[CONSIGNE ÉCRITE] Renvoyez, sans les modifier, toutes les lignes des données ci-dessous qui contiennent le mot « tree ».

★ ★ ★ ★ ★

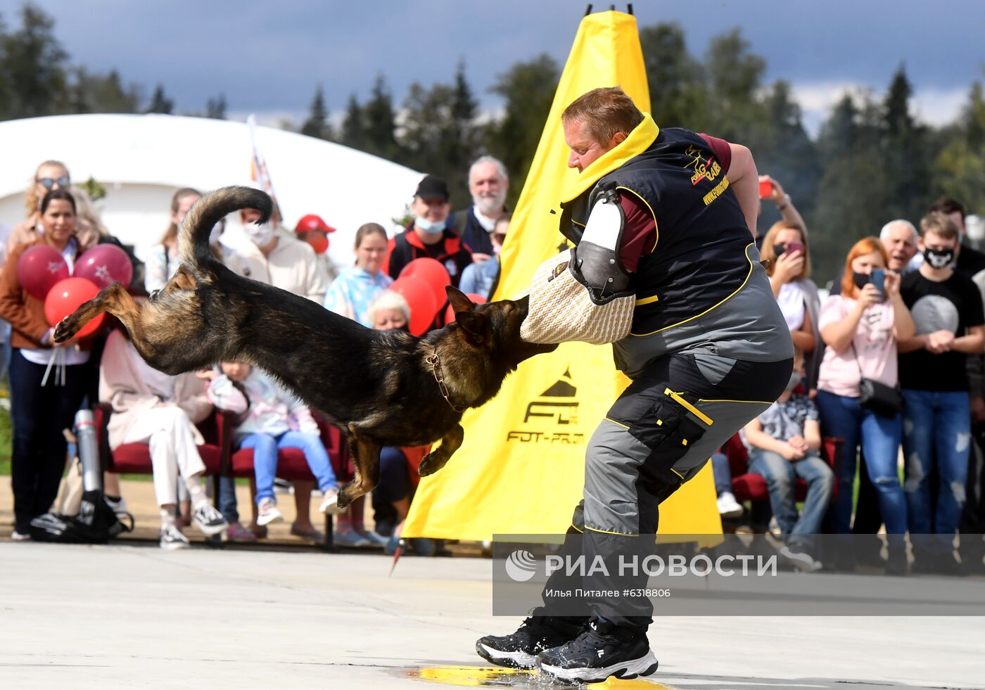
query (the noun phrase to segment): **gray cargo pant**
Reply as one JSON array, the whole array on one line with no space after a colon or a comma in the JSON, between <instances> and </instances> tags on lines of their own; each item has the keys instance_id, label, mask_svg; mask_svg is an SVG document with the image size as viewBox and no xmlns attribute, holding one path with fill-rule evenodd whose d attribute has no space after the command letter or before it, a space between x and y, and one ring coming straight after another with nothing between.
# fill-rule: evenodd
<instances>
[{"instance_id":1,"label":"gray cargo pant","mask_svg":"<svg viewBox=\"0 0 985 690\"><path fill-rule=\"evenodd\" d=\"M700 354L671 354L653 361L624 391L588 444L583 498L574 509L561 556L598 557L608 566L575 583L558 570L548 580L545 605L534 615L563 615L570 622L599 616L644 630L653 605L646 596L588 596L574 612L570 598L548 591L580 587L592 592L644 589L645 573L621 573L620 557L655 551L659 505L701 469L708 458L783 392L793 360L752 362Z\"/></svg>"}]
</instances>

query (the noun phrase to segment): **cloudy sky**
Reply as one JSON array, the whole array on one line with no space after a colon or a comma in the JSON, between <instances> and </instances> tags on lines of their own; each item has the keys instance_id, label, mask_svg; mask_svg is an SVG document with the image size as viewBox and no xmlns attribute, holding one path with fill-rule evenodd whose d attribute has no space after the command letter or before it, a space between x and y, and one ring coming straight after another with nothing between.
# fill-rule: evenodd
<instances>
[{"instance_id":1,"label":"cloudy sky","mask_svg":"<svg viewBox=\"0 0 985 690\"><path fill-rule=\"evenodd\" d=\"M570 0L34 0L77 64L116 68L124 81L161 83L176 110L204 110L226 94L230 116L301 118L315 87L338 113L382 73L396 100L414 81L447 82L459 59L484 109L488 90L518 60L547 52L563 63L587 3ZM18 0L0 0L7 26ZM596 4L608 9L609 4ZM624 9L625 4L616 6ZM677 22L700 55L711 36L742 29L786 79L811 129L846 88L880 94L906 66L925 121L952 118L985 64L981 0L719 0L633 3L640 26ZM657 89L659 85L650 85ZM659 113L656 113L659 121Z\"/></svg>"}]
</instances>

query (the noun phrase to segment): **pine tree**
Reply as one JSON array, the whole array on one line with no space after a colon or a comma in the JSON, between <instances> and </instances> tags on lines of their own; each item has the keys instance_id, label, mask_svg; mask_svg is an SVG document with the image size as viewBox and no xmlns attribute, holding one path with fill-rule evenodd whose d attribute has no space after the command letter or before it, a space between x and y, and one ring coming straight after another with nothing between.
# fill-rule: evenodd
<instances>
[{"instance_id":1,"label":"pine tree","mask_svg":"<svg viewBox=\"0 0 985 690\"><path fill-rule=\"evenodd\" d=\"M163 115L170 115L174 109L174 101L164 95L164 88L158 85L154 89L154 95L151 96L151 105L145 112L157 112Z\"/></svg>"},{"instance_id":2,"label":"pine tree","mask_svg":"<svg viewBox=\"0 0 985 690\"><path fill-rule=\"evenodd\" d=\"M205 103L205 116L212 120L226 119L226 94L220 94Z\"/></svg>"}]
</instances>

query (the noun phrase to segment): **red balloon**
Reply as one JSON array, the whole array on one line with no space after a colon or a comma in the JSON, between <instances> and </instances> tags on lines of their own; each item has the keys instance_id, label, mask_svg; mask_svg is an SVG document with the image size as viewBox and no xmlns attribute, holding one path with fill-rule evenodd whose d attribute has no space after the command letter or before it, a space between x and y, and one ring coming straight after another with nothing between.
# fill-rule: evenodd
<instances>
[{"instance_id":1,"label":"red balloon","mask_svg":"<svg viewBox=\"0 0 985 690\"><path fill-rule=\"evenodd\" d=\"M84 278L66 278L55 283L44 298L44 316L51 326L74 312L80 306L99 293L99 288L92 281ZM102 326L105 314L99 314L76 334L76 338L92 336Z\"/></svg>"},{"instance_id":2,"label":"red balloon","mask_svg":"<svg viewBox=\"0 0 985 690\"><path fill-rule=\"evenodd\" d=\"M444 288L451 284L451 276L437 259L424 257L415 259L400 272L399 278L421 279L431 288L437 308L448 301Z\"/></svg>"},{"instance_id":3,"label":"red balloon","mask_svg":"<svg viewBox=\"0 0 985 690\"><path fill-rule=\"evenodd\" d=\"M48 290L68 278L68 264L61 253L46 244L27 249L17 260L17 280L32 297L44 299Z\"/></svg>"},{"instance_id":4,"label":"red balloon","mask_svg":"<svg viewBox=\"0 0 985 690\"><path fill-rule=\"evenodd\" d=\"M481 294L476 294L475 292L466 292L465 296L471 299L476 304L485 304L486 297ZM455 309L449 304L448 308L444 312L444 323L450 324L455 320Z\"/></svg>"},{"instance_id":5,"label":"red balloon","mask_svg":"<svg viewBox=\"0 0 985 690\"><path fill-rule=\"evenodd\" d=\"M79 257L72 275L92 281L100 289L114 282L122 282L128 287L133 280L133 264L126 252L115 244L97 244Z\"/></svg>"},{"instance_id":6,"label":"red balloon","mask_svg":"<svg viewBox=\"0 0 985 690\"><path fill-rule=\"evenodd\" d=\"M402 294L411 307L411 334L425 335L440 307L439 303L434 302L430 286L420 278L402 277L393 282L390 289Z\"/></svg>"}]
</instances>

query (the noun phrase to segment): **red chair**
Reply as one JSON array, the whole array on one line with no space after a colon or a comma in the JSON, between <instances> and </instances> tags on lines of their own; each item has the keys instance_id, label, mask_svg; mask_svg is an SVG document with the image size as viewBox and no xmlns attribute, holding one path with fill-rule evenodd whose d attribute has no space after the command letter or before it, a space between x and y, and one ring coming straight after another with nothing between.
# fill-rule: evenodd
<instances>
[{"instance_id":1,"label":"red chair","mask_svg":"<svg viewBox=\"0 0 985 690\"><path fill-rule=\"evenodd\" d=\"M253 471L253 449L241 448L232 452L232 430L235 426L236 415L223 412L217 409L217 427L219 430L220 445L220 469L222 476L249 477L254 476ZM349 453L349 444L342 437L342 432L337 427L330 424L328 420L317 414L312 414L318 423L321 431L321 441L328 451L329 461L332 463L332 470L339 480L339 485L345 484L355 475L352 456ZM304 454L296 448L285 448L277 454L277 476L288 481L314 481L314 474L304 460ZM326 550L332 549L333 542L332 516L325 515L325 543Z\"/></svg>"},{"instance_id":2,"label":"red chair","mask_svg":"<svg viewBox=\"0 0 985 690\"><path fill-rule=\"evenodd\" d=\"M821 440L821 457L828 464L838 475L838 468L841 466L841 446L844 439L824 436ZM732 493L740 503L752 501L753 503L763 502L769 504L769 489L766 480L758 474L749 471L749 452L743 444L739 434L736 433L728 440L723 449L725 456L729 459L729 469L732 470ZM832 498L837 495L838 482L834 482L832 488ZM797 478L795 484L795 495L798 501L807 498L807 482ZM754 506L755 507L755 506Z\"/></svg>"}]
</instances>

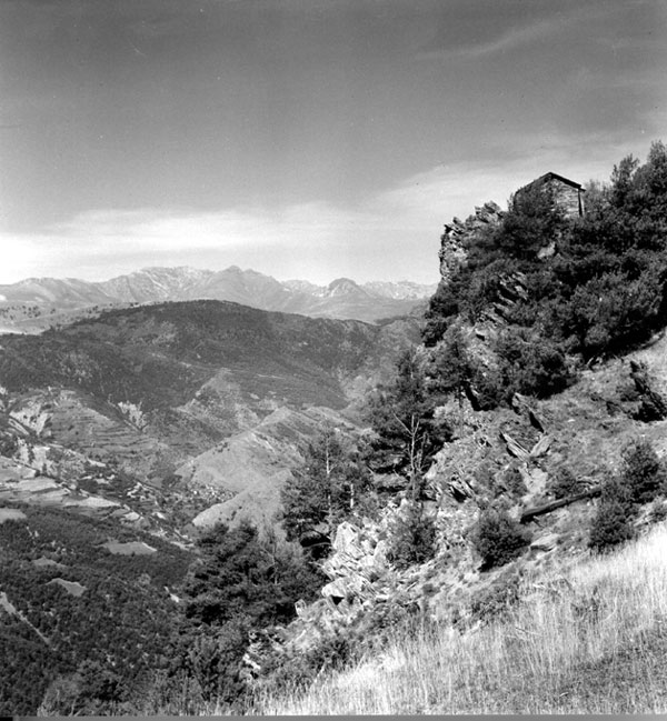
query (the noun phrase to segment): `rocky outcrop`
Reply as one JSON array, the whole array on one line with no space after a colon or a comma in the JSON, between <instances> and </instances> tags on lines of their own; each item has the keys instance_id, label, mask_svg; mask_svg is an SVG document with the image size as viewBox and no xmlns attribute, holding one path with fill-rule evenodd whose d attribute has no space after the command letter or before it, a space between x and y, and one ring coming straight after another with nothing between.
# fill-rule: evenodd
<instances>
[{"instance_id":1,"label":"rocky outcrop","mask_svg":"<svg viewBox=\"0 0 667 721\"><path fill-rule=\"evenodd\" d=\"M500 222L504 212L495 202L488 202L481 208L475 208L475 214L465 222L454 218L451 223L445 226L440 238L440 276L448 282L457 268L466 262L466 241L484 229L491 228Z\"/></svg>"}]
</instances>

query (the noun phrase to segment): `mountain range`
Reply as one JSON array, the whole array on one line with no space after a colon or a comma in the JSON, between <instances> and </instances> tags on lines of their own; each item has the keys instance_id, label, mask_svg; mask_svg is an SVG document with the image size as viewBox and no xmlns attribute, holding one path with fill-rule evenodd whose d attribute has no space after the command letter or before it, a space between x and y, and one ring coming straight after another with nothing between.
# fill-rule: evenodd
<instances>
[{"instance_id":1,"label":"mountain range","mask_svg":"<svg viewBox=\"0 0 667 721\"><path fill-rule=\"evenodd\" d=\"M146 268L107 281L29 278L0 286L0 332L40 332L89 317L100 308L163 301L223 300L260 310L376 322L421 309L436 284L375 281L358 284L338 278L328 286L303 280L280 282L231 266Z\"/></svg>"}]
</instances>

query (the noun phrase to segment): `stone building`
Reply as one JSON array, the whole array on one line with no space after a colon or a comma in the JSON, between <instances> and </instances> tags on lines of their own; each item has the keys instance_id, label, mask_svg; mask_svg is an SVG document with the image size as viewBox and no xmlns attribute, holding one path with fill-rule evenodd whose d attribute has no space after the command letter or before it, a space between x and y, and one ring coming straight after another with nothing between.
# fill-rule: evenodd
<instances>
[{"instance_id":1,"label":"stone building","mask_svg":"<svg viewBox=\"0 0 667 721\"><path fill-rule=\"evenodd\" d=\"M563 208L569 218L578 218L584 214L584 193L586 191L581 188L580 183L564 178L558 173L548 172L536 178L531 183L524 186L524 188L519 188L515 193L515 198L529 188L532 189L536 187L545 188L552 192L556 204Z\"/></svg>"}]
</instances>

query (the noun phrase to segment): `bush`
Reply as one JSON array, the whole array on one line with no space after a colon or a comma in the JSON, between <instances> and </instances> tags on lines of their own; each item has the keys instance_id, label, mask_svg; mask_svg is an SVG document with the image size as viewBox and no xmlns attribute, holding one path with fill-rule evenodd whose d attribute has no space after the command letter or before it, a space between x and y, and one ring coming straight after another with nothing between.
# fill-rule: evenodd
<instances>
[{"instance_id":1,"label":"bush","mask_svg":"<svg viewBox=\"0 0 667 721\"><path fill-rule=\"evenodd\" d=\"M634 503L649 503L665 491L665 467L647 440L633 441L623 450L623 478Z\"/></svg>"},{"instance_id":2,"label":"bush","mask_svg":"<svg viewBox=\"0 0 667 721\"><path fill-rule=\"evenodd\" d=\"M484 511L472 533L472 544L485 569L508 563L520 555L529 542L529 531L506 511Z\"/></svg>"},{"instance_id":3,"label":"bush","mask_svg":"<svg viewBox=\"0 0 667 721\"><path fill-rule=\"evenodd\" d=\"M633 497L623 479L608 478L597 512L590 525L588 545L598 553L606 552L635 535Z\"/></svg>"},{"instance_id":4,"label":"bush","mask_svg":"<svg viewBox=\"0 0 667 721\"><path fill-rule=\"evenodd\" d=\"M581 491L581 481L567 465L561 465L556 470L549 490L556 498L568 498Z\"/></svg>"},{"instance_id":5,"label":"bush","mask_svg":"<svg viewBox=\"0 0 667 721\"><path fill-rule=\"evenodd\" d=\"M405 517L391 528L387 558L397 569L424 563L436 553L436 524L424 514L420 503L410 503Z\"/></svg>"}]
</instances>

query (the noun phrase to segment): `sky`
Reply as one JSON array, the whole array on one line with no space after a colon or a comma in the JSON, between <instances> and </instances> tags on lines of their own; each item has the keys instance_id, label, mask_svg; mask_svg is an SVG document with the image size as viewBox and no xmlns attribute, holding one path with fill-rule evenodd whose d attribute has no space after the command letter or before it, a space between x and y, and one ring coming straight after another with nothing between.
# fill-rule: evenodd
<instances>
[{"instance_id":1,"label":"sky","mask_svg":"<svg viewBox=\"0 0 667 721\"><path fill-rule=\"evenodd\" d=\"M0 283L438 280L442 226L666 140L664 0L1 0Z\"/></svg>"}]
</instances>

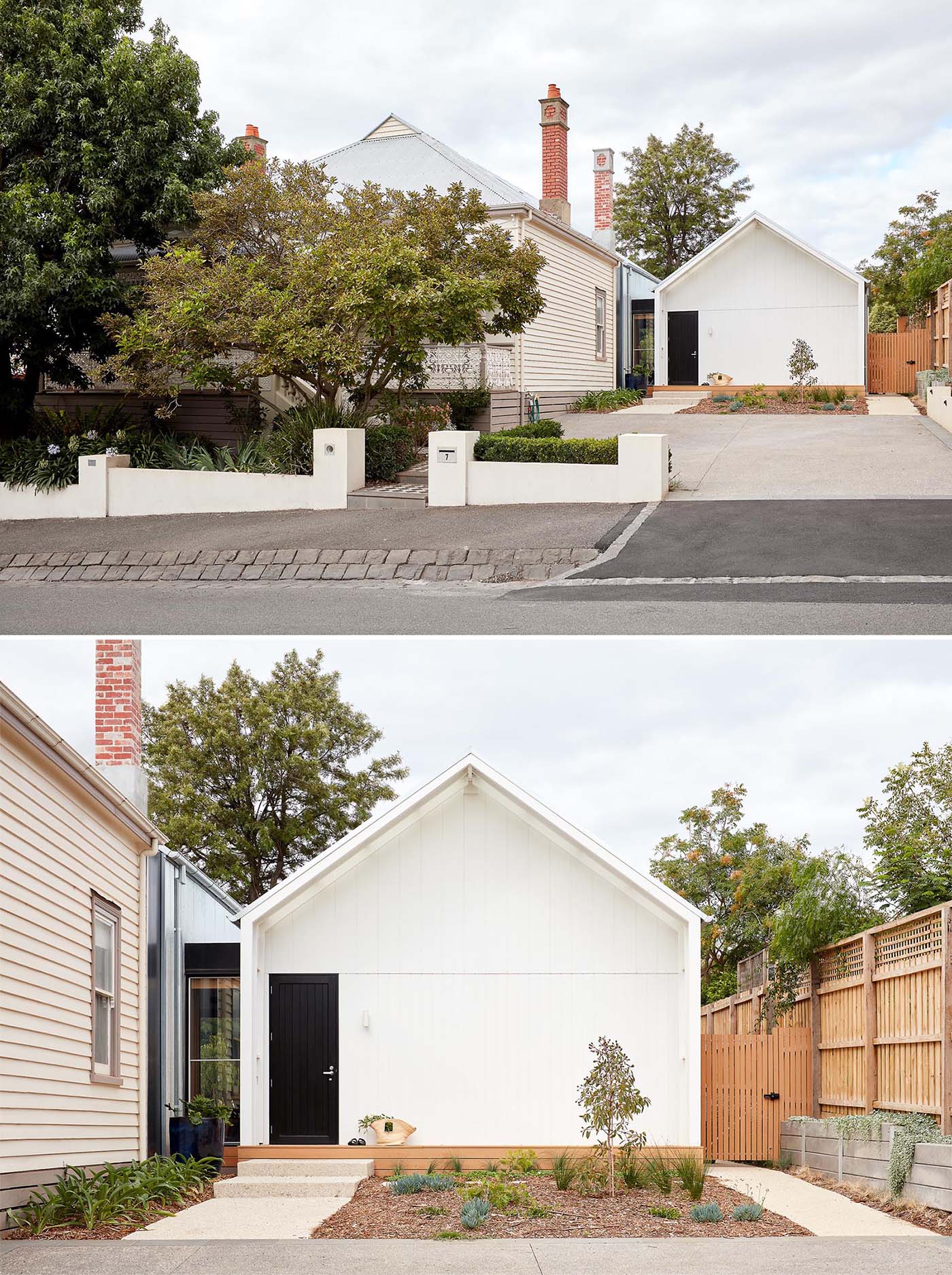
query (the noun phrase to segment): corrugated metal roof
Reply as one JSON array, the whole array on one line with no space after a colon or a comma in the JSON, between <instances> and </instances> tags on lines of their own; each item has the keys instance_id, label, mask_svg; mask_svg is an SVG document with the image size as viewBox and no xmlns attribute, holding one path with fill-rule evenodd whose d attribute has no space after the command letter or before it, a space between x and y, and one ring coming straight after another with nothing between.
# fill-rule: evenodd
<instances>
[{"instance_id":1,"label":"corrugated metal roof","mask_svg":"<svg viewBox=\"0 0 952 1275\"><path fill-rule=\"evenodd\" d=\"M377 129L386 122L381 121ZM489 208L500 204L529 204L538 208L538 199L514 186L511 181L489 172L473 159L466 159L451 147L431 138L428 133L415 129L410 131L405 121L398 122L408 131L375 136L377 133L375 129L361 142L320 156L317 162L325 164L328 172L343 186L359 186L364 181L373 181L390 190L423 190L426 186L432 186L440 194L445 194L459 181L466 190L478 190L483 203Z\"/></svg>"}]
</instances>

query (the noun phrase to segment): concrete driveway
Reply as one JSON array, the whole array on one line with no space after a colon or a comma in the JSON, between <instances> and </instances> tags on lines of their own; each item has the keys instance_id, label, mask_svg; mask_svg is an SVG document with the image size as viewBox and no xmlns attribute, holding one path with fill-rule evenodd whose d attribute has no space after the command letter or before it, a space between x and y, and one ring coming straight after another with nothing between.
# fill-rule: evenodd
<instances>
[{"instance_id":1,"label":"concrete driveway","mask_svg":"<svg viewBox=\"0 0 952 1275\"><path fill-rule=\"evenodd\" d=\"M567 417L567 437L667 433L670 500L952 497L952 435L919 414Z\"/></svg>"}]
</instances>

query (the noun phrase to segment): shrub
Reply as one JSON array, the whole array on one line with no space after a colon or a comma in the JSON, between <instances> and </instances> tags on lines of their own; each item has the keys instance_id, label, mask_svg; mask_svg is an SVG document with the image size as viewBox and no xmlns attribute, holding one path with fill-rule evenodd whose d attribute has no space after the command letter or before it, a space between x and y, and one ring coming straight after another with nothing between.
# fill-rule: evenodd
<instances>
[{"instance_id":1,"label":"shrub","mask_svg":"<svg viewBox=\"0 0 952 1275\"><path fill-rule=\"evenodd\" d=\"M415 459L413 433L403 425L375 425L366 431L366 482L393 482Z\"/></svg>"},{"instance_id":2,"label":"shrub","mask_svg":"<svg viewBox=\"0 0 952 1275\"><path fill-rule=\"evenodd\" d=\"M147 1221L200 1191L218 1172L218 1164L214 1158L153 1155L122 1167L107 1164L97 1173L69 1167L52 1186L34 1191L19 1209L10 1209L9 1218L36 1235L54 1225L93 1230L108 1223Z\"/></svg>"},{"instance_id":3,"label":"shrub","mask_svg":"<svg viewBox=\"0 0 952 1275\"><path fill-rule=\"evenodd\" d=\"M525 425L514 425L511 430L496 430L493 439L561 439L562 426L558 421L543 417L542 421L528 421Z\"/></svg>"},{"instance_id":4,"label":"shrub","mask_svg":"<svg viewBox=\"0 0 952 1275\"><path fill-rule=\"evenodd\" d=\"M572 403L572 411L616 412L619 407L633 407L641 399L641 390L589 390Z\"/></svg>"},{"instance_id":5,"label":"shrub","mask_svg":"<svg viewBox=\"0 0 952 1275\"><path fill-rule=\"evenodd\" d=\"M739 1204L734 1209L734 1221L760 1221L762 1214L762 1204Z\"/></svg>"},{"instance_id":6,"label":"shrub","mask_svg":"<svg viewBox=\"0 0 952 1275\"><path fill-rule=\"evenodd\" d=\"M692 1221L724 1221L719 1204L696 1204L691 1210Z\"/></svg>"},{"instance_id":7,"label":"shrub","mask_svg":"<svg viewBox=\"0 0 952 1275\"><path fill-rule=\"evenodd\" d=\"M559 1151L558 1155L552 1158L552 1178L559 1191L567 1191L572 1182L575 1182L575 1176L579 1172L579 1165L575 1162L575 1156L570 1155L568 1151Z\"/></svg>"},{"instance_id":8,"label":"shrub","mask_svg":"<svg viewBox=\"0 0 952 1275\"><path fill-rule=\"evenodd\" d=\"M537 464L617 465L618 439L526 439L483 433L477 441L477 460L510 460Z\"/></svg>"},{"instance_id":9,"label":"shrub","mask_svg":"<svg viewBox=\"0 0 952 1275\"><path fill-rule=\"evenodd\" d=\"M672 1163L674 1174L684 1187L692 1200L700 1200L703 1195L703 1183L707 1177L707 1165L696 1155L678 1155Z\"/></svg>"},{"instance_id":10,"label":"shrub","mask_svg":"<svg viewBox=\"0 0 952 1275\"><path fill-rule=\"evenodd\" d=\"M460 1221L466 1230L475 1230L477 1227L482 1227L491 1213L492 1205L489 1201L483 1200L480 1196L475 1196L473 1200L466 1200L463 1205Z\"/></svg>"},{"instance_id":11,"label":"shrub","mask_svg":"<svg viewBox=\"0 0 952 1275\"><path fill-rule=\"evenodd\" d=\"M535 1151L529 1151L525 1148L521 1151L510 1151L500 1160L500 1169L510 1174L538 1173L539 1158Z\"/></svg>"}]
</instances>

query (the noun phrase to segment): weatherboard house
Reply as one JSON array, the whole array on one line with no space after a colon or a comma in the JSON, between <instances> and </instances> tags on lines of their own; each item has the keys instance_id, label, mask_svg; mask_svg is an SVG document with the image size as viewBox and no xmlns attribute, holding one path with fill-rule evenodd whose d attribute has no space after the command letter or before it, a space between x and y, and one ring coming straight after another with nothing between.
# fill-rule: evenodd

★ ★ ★ ★ ★

[RÉPONSE ÉCRITE]
query (the noun phrase to segment): **pine tree**
[{"instance_id":1,"label":"pine tree","mask_svg":"<svg viewBox=\"0 0 985 690\"><path fill-rule=\"evenodd\" d=\"M163 115L170 115L174 109L174 101L164 95L164 88L158 85L154 89L154 95L151 96L151 105L145 112L157 112Z\"/></svg>"},{"instance_id":2,"label":"pine tree","mask_svg":"<svg viewBox=\"0 0 985 690\"><path fill-rule=\"evenodd\" d=\"M205 103L205 116L212 120L226 119L226 94L220 94Z\"/></svg>"}]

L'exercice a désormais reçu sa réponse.